What the task asks
Go through the records and give each one again exactly, omitting the images.

Listed entries
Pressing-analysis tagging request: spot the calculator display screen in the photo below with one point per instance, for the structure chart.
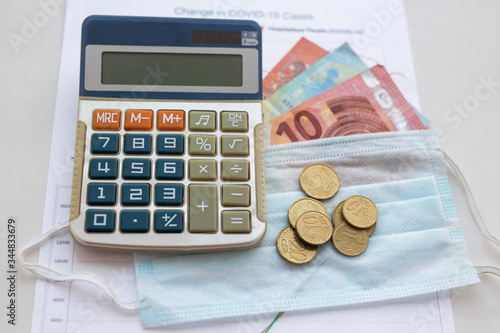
(172, 69)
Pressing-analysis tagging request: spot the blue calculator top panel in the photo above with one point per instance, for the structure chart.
(153, 37)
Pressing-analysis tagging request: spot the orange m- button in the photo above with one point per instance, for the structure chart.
(138, 120)
(103, 119)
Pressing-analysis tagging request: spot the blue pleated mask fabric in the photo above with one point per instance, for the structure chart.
(418, 246)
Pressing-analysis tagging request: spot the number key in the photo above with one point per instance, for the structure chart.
(105, 143)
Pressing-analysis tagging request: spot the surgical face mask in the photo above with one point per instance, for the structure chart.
(418, 246)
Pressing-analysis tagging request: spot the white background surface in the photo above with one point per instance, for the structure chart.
(455, 46)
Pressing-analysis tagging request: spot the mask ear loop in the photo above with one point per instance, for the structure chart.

Worked solution
Pressing-analysis tagging request: spot the calculator display screen in the photo below with one point per instance, for the structure chart.
(172, 69)
Pressing-analysis tagging request: spot the blue calculator top panel in the photo above with one point per instance, for the structure chart.
(153, 37)
Pressing-analysis tagging request: spot the orange m- button in the photo above with one point per instance, for the structure chart.
(138, 120)
(103, 119)
Pressing-analysis tagging request: spot the blue pleated mask fabric in the photo above with one point per instance, for the structure chart.
(418, 246)
Pressing-analysis tagging request: spot the number key in the photo above with one point per instance, for the structure chart.
(105, 143)
Pressing-analysis tagging request: spot the surgical face mask in the photo above with one point per instance, for the structure chart.
(418, 246)
Pressing-analysis tagging request: spot the white background surface in the photo above with one point per instance, for the structure chart.
(455, 46)
Pressing-analysis tagging request: spot the mask ear loop in the photo above with one point per instance, for the structure chart.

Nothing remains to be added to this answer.